**Instructions to follow**
Reproduce, with no edits, the line that contains "on the sunset" and all the lines that follow it, ending with the last line of the records.

**Data records**
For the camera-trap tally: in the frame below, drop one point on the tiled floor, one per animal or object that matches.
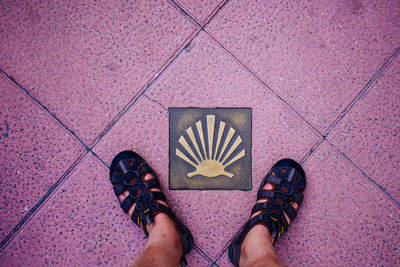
(81, 82)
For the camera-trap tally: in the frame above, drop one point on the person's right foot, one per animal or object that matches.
(258, 241)
(279, 196)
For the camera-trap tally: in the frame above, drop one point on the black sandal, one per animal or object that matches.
(127, 172)
(289, 181)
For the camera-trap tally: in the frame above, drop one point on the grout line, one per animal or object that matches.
(100, 159)
(365, 174)
(207, 20)
(263, 83)
(202, 253)
(313, 149)
(46, 109)
(215, 12)
(135, 98)
(52, 189)
(366, 88)
(155, 101)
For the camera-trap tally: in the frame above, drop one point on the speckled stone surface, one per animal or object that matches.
(35, 152)
(344, 220)
(85, 61)
(81, 224)
(200, 10)
(277, 132)
(316, 55)
(88, 59)
(370, 133)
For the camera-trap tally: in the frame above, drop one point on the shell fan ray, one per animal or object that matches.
(211, 155)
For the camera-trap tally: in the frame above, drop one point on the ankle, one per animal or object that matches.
(257, 247)
(163, 234)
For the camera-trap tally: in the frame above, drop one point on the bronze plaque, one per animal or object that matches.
(210, 148)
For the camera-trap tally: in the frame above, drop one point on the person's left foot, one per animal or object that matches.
(161, 220)
(138, 190)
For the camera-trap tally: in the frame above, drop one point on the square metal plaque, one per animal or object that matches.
(210, 148)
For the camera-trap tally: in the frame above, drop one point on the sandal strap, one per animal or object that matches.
(288, 179)
(127, 173)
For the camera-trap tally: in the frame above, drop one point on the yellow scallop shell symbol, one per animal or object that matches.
(208, 163)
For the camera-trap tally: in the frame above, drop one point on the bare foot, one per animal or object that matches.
(163, 227)
(257, 244)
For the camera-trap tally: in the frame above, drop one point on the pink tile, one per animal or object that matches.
(204, 76)
(345, 219)
(81, 224)
(316, 55)
(369, 134)
(200, 9)
(88, 59)
(36, 151)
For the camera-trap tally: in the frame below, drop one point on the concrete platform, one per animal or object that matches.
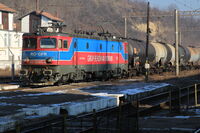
(16, 106)
(8, 86)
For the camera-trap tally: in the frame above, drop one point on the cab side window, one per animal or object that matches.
(65, 44)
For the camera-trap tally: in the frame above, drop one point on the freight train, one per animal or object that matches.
(50, 58)
(55, 58)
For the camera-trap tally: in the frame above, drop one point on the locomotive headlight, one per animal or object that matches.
(47, 72)
(49, 60)
(23, 72)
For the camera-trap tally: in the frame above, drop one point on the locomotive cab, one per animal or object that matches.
(40, 58)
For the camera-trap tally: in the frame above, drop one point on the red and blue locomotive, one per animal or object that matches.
(54, 58)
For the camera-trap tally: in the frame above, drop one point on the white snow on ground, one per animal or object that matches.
(172, 117)
(144, 89)
(130, 89)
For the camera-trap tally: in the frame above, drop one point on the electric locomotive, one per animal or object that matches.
(52, 58)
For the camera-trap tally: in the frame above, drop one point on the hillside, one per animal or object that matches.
(93, 15)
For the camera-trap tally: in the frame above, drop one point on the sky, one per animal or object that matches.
(183, 5)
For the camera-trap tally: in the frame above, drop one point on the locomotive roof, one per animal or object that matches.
(73, 35)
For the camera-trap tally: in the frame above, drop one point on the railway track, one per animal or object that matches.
(125, 117)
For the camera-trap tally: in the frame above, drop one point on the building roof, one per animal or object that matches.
(46, 14)
(5, 8)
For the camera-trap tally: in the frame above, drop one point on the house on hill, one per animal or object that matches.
(6, 17)
(31, 21)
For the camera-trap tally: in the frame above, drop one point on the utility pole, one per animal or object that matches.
(37, 5)
(176, 42)
(125, 27)
(147, 66)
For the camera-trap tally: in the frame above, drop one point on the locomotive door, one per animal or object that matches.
(75, 53)
(119, 47)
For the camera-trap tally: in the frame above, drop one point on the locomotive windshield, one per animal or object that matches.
(48, 43)
(29, 43)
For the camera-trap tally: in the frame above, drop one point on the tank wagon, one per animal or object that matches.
(54, 58)
(161, 57)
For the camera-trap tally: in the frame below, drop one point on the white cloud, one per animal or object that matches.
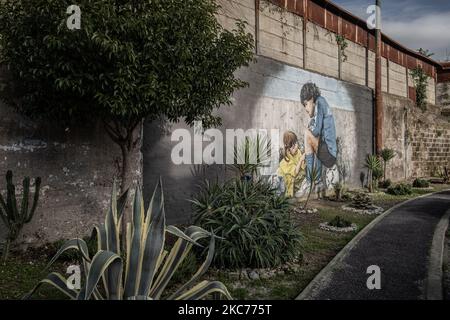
(430, 31)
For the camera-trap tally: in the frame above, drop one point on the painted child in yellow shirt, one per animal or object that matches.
(292, 163)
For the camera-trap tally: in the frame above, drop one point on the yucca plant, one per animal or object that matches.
(372, 164)
(13, 217)
(250, 156)
(141, 268)
(387, 155)
(253, 222)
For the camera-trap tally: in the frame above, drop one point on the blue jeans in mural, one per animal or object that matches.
(321, 134)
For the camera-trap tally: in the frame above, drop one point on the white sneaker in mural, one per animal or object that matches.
(304, 189)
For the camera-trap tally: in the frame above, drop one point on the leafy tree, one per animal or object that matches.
(129, 61)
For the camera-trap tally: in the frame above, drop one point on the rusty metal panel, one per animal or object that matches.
(412, 62)
(332, 22)
(349, 30)
(384, 50)
(280, 3)
(371, 42)
(393, 55)
(361, 36)
(316, 14)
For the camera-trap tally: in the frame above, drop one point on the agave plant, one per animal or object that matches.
(372, 164)
(13, 217)
(142, 268)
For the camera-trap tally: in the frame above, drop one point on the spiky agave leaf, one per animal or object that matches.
(57, 281)
(149, 267)
(104, 261)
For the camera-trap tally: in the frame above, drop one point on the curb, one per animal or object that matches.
(308, 292)
(434, 287)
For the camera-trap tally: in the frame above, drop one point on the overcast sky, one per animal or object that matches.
(413, 23)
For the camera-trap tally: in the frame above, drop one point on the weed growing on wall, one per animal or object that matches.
(420, 83)
(342, 44)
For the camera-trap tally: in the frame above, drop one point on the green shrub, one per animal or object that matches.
(253, 221)
(421, 183)
(400, 189)
(385, 184)
(13, 217)
(339, 222)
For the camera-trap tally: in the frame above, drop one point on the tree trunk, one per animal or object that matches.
(129, 140)
(125, 178)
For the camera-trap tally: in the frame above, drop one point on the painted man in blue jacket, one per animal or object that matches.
(320, 136)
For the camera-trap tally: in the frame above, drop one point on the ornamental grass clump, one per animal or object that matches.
(252, 221)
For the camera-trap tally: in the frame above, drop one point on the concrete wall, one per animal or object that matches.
(397, 80)
(421, 140)
(77, 166)
(443, 94)
(280, 34)
(271, 102)
(354, 69)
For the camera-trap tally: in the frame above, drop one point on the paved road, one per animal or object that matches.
(399, 244)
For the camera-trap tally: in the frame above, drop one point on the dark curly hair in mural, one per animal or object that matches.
(309, 91)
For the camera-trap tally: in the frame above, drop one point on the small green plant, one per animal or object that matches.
(400, 189)
(373, 165)
(339, 222)
(385, 184)
(13, 217)
(386, 155)
(362, 201)
(420, 183)
(343, 44)
(251, 155)
(252, 220)
(420, 79)
(138, 268)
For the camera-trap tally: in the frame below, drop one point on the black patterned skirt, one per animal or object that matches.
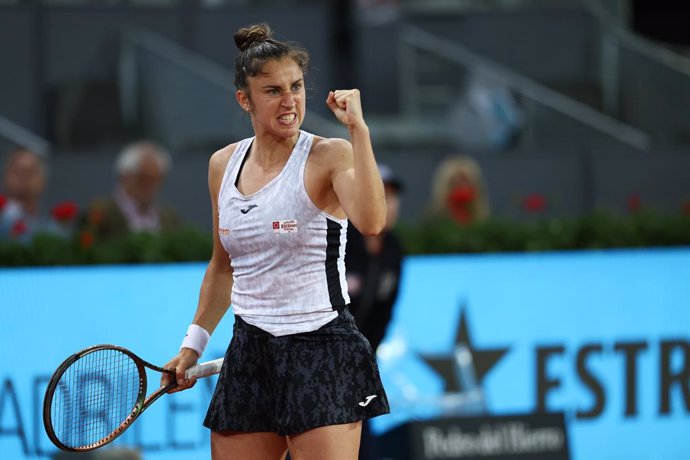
(297, 382)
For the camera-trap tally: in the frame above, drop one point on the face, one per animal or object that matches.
(24, 176)
(275, 99)
(143, 184)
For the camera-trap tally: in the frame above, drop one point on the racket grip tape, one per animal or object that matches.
(204, 369)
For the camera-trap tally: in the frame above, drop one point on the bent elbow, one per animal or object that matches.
(372, 228)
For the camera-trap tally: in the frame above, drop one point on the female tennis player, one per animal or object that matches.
(297, 375)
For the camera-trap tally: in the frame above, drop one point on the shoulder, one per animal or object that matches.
(219, 159)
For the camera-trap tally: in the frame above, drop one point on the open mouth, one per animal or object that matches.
(288, 119)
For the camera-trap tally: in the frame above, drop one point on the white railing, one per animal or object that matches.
(415, 40)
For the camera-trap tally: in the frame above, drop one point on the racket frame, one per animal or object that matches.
(142, 401)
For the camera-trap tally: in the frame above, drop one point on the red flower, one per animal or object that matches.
(65, 212)
(19, 228)
(460, 202)
(86, 239)
(634, 202)
(534, 203)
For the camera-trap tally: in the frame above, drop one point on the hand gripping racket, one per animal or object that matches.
(97, 393)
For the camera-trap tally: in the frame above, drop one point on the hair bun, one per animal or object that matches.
(247, 37)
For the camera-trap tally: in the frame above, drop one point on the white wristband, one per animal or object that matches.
(197, 337)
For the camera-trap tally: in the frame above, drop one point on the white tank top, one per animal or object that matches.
(288, 256)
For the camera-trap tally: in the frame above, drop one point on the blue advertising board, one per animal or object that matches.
(601, 336)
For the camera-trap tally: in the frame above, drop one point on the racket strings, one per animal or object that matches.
(95, 395)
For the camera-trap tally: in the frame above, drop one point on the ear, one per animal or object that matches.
(243, 100)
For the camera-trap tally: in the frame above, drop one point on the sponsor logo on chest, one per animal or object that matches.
(285, 226)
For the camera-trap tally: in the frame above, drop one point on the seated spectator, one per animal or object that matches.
(141, 168)
(373, 266)
(22, 214)
(459, 192)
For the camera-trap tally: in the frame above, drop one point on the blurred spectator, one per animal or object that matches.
(459, 192)
(141, 169)
(22, 214)
(373, 267)
(487, 117)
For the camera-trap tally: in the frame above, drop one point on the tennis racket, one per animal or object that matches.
(97, 393)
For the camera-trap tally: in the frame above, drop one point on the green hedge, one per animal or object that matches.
(179, 246)
(597, 231)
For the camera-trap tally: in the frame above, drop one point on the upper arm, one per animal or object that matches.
(216, 171)
(338, 153)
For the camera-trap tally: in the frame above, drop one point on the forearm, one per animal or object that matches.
(370, 203)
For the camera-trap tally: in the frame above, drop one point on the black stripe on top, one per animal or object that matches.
(335, 292)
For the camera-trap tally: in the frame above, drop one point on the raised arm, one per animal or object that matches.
(356, 179)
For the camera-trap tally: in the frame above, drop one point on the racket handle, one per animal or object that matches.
(204, 369)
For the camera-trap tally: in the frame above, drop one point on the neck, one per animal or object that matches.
(269, 151)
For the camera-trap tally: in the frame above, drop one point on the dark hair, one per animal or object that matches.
(257, 46)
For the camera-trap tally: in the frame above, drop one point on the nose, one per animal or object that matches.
(288, 100)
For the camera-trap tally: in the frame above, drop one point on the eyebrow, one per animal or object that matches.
(278, 86)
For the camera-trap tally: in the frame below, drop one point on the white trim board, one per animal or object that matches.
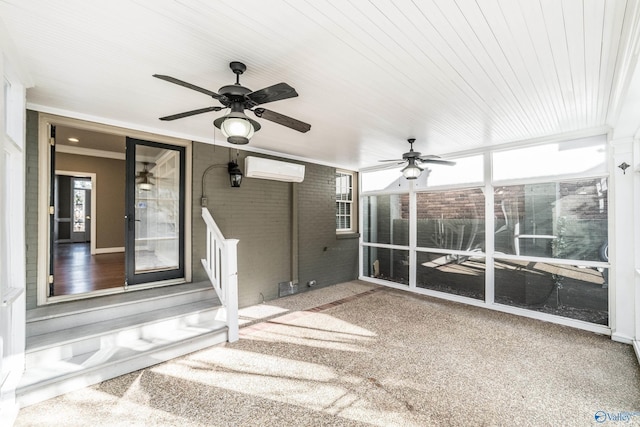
(109, 250)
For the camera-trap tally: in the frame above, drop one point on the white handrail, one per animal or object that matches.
(221, 265)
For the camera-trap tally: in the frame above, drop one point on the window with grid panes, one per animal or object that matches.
(345, 218)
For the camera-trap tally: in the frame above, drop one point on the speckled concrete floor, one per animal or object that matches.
(377, 356)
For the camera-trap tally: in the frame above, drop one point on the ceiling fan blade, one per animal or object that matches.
(187, 85)
(190, 113)
(272, 93)
(439, 162)
(281, 119)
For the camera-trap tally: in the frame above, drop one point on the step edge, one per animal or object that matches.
(32, 348)
(167, 346)
(39, 318)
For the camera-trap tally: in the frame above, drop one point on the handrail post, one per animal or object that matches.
(231, 294)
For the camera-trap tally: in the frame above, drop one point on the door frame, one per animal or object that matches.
(133, 278)
(45, 120)
(94, 198)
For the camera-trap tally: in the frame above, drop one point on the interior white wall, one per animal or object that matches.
(622, 243)
(12, 231)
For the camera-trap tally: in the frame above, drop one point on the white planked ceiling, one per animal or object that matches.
(456, 75)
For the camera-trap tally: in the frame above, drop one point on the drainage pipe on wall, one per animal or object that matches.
(294, 233)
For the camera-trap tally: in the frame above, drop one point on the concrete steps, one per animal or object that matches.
(74, 345)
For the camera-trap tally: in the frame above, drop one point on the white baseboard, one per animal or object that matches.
(109, 250)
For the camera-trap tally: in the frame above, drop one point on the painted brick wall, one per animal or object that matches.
(323, 256)
(259, 214)
(31, 207)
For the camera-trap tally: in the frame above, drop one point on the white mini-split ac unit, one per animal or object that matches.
(258, 167)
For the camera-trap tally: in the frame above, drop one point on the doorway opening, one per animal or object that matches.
(116, 213)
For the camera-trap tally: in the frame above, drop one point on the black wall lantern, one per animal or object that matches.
(235, 174)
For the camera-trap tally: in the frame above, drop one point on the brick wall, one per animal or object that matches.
(259, 215)
(323, 256)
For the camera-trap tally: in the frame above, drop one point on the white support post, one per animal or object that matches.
(231, 295)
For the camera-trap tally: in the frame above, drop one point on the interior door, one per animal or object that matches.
(80, 209)
(154, 247)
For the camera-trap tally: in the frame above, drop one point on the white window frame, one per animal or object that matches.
(353, 215)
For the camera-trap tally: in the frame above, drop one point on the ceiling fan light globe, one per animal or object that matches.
(411, 171)
(237, 127)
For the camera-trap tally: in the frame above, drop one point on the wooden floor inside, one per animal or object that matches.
(77, 271)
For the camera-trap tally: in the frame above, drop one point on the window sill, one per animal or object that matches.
(352, 235)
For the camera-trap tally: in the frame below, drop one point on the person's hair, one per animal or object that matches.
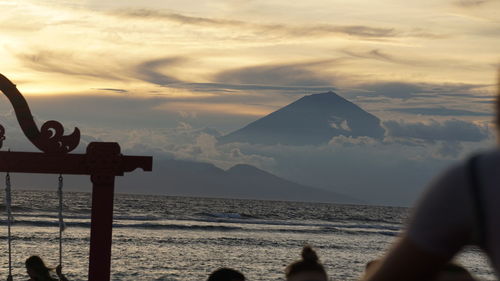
(309, 262)
(226, 274)
(454, 268)
(42, 272)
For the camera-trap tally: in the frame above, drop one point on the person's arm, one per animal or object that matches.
(406, 261)
(59, 274)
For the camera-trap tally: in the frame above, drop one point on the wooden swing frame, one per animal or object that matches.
(103, 161)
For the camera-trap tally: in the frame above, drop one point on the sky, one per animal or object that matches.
(167, 77)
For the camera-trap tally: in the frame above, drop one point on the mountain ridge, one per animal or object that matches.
(311, 120)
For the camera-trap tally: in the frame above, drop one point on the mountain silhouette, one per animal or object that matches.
(311, 120)
(188, 178)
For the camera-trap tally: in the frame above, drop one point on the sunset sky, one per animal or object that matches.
(152, 73)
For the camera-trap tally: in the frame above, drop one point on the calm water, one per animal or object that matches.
(177, 238)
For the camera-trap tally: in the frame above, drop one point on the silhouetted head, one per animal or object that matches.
(226, 274)
(37, 270)
(307, 269)
(498, 104)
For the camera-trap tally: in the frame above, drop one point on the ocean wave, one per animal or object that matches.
(225, 215)
(87, 224)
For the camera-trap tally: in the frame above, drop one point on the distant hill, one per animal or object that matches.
(311, 120)
(186, 178)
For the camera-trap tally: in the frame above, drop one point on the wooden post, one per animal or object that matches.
(103, 161)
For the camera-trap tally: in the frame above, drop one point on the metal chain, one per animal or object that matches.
(61, 221)
(8, 202)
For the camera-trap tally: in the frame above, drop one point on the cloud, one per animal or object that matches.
(69, 63)
(289, 77)
(360, 31)
(298, 74)
(471, 3)
(450, 130)
(150, 71)
(406, 90)
(440, 111)
(112, 90)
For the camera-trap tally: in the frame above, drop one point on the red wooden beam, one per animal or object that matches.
(103, 161)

**Task response**
For the camera-trap tally: in the frame above, drop one point on the sunset sky, one per animal or object that matches.
(152, 73)
For the camera-trap tally: in the frame above, drop one point on the calm water, one per animal or object that matches.
(177, 238)
For the camera-trap tally: in the frame above, drop one point on the silhouetted head, one per animal or object that matches.
(226, 274)
(37, 270)
(307, 269)
(498, 104)
For the camera-trap tally: in the frame above, drop one point on the ocean wave, one per animal or object that matches.
(225, 215)
(87, 224)
For the camera-trap tally: in the frame above, drop one point on the distant hill, one per animal or object that matches.
(311, 120)
(186, 178)
For the camera-trap tally: in the frame above, drop one point on the wooden post, one per animal or object that matches.
(103, 161)
For the camera-trap tally: in the frame above, drop one point on the metal chain, one per animal or object that matches.
(61, 221)
(8, 202)
For the camera-trap tally: in the frame above, drop one point on the cloud, one per animal or object that matches.
(69, 63)
(289, 77)
(360, 31)
(298, 74)
(471, 3)
(450, 130)
(150, 71)
(406, 90)
(440, 111)
(112, 90)
For the camera-trap tally: in the frame above, drop one point on the red wooden beam, one per animal or object that matches.
(103, 161)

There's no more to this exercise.